Given text
----
Many New Yorkers have heard of the Unisphere, the visual focal point of the former World’s Fair grounds, today’s Flushing Meadows-Corona Park in Queens. But few bother to ask, what does it represent? Early on the documentary “Between Neighborhoods,” director Seth Fein, a historian and experimental filmmaker, classifies the stainless steel structure commissioned for the 1964 World’s Fair as a “model of a model of the world.” Implicit in that definition is a Russian doll of meaning, a narrative he slowly unpacks across eighty-one minutes of the film, which has recently been made available for rent digitally on Vimeo (you can also purchase it through the embed above).
Fein confronts the viewer with sobering revelations of the World’s Fair’s role in disseminating America’s brand of Cold War imperialism, and the man behind that mission, twentieth-century New York’s “master builder,” Robert Moses. Infamous today for his legacy of bulldozing ethnic neighborhoods such as San Juan Hill to make way for “urban renewal” projects and highways reaching towards Long Island, Fein tells the lesser-know story of Moses’ intention to make the Unisphere, and the Queen’s neighborhoods surrounding it, the center of his Empire of Public Works through propaganda and the privatization of public space.
These revelations may serve to dampen the pleasant, nostalgic memories many Americans who attended the Fair in ’64 hold dear, a perfectly appropriate dose of reality for today’s time. But as you see in the trailer above, the vintage newsreels included in the documentary still satisfy those who wish to relive the feeling of being at the World’s Fair, and pique the interest of those you did not get to go. Fein doesn’t sugarcoat the truth, presenting facts that support his message of just how deeply the wounds inflicted by racial and socioeconomic unjust public policy can cut. On the same note, we can see how the neighborhoods that have sprung up through the decades of struggle have produced the sort of communities and leaders that foster democratic change, such as the Queens-backed election of Alexandria Ocasio-Cortez to U.S. Congress in 2018.
----
Exercise directions
Extend the piece on the documentary "Between Neighborhoods" and the Unisphere, picking up after its final sentence.
----
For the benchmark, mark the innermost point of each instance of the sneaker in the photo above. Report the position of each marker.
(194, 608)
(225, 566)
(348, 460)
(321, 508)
----
Answer below
A quick architectural history of the sphere’s construction at the beginning of the film soon progresses to a breakdown of Robert Moses’ ideology as it relates to his urban planning. Moses was greatly influenced views by the anti-Communist modernization thinkers of his day, especially economist Walt Whitman Rostow, a man infamous for defining the stages of economic growth and development that gave us the terms “first and third-world countries.” Moses envisioned the Unisphere as the geographic and symbolic crux of his ambitious road, bridge, and park projects, Queens being a natural choice due to its central location within his metropolitan empire that was stretching from the five boroughs to the suburbs.
The director draws shocking parallels between Moses’ civic works in New York and the transportation modernization projects built in the same era in Latin America, such as the authoritarian-regime backed Pan-American Highway. Fein nevertheless makes a point to note how “history never travels in one direction.” Ironically, as Fein explained, “the failure of the Moses-like infrastructure that Washington imposed on the so-called third world, led to chaos there; meanwhile, immigration from the once-called Third World arrived in Queens since the Fair.”
Unisphere then and now, images from Between Neighborhoods. Left image by Seth Fein, right image from public domain.
The film smartly forgoes voiceover, instead utilizing diegetic sound and text in a split-screen format. Fein combined archival footage from his research about the Fair and about US foreign policy in the Third World alongside original footage he shot in Queens. The effect is artistic, echoing the rhythms of Queens itself. “Between Neighborhoods” is hard-hitting, but also a fond love letter to the world’s most diverse community. A happy consequence of a dark history, Flushing-Meadows Park and the public spaces of Queens have been re-appropriated and turned on its head to better suit the current demographic. To residents, Fein shows, Queens is not an outer borough but a central locality of a life lived. One of Fein’s final notes, especially poignant in pandemic times, leaves the viewer ruminating alongside the ubiquitous strains of a city ice cream truck: “People defy planners to make public space.”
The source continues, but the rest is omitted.